* TASK STATEMENT
Reproduce every line of the rows below, requests included, scaling each bounding-box coordinate by 1.75. Round the scaled values to whole numbers, rounding halves up.

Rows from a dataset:

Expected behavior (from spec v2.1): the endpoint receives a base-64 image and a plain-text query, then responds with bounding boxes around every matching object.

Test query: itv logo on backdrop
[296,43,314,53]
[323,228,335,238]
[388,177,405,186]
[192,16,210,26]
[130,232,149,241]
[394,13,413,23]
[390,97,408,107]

* EXERCISE SOLUTION
Expected behavior (from spec v2.1): the endpoint receives a base-64 image and a plain-text query, then responds with bounding boxes around every matching object.

Test query: itv logo on backdrop
[518,75,550,93]
[565,399,586,417]
[679,310,709,326]
[336,28,368,46]
[228,406,261,422]
[690,23,723,40]
[683,170,714,187]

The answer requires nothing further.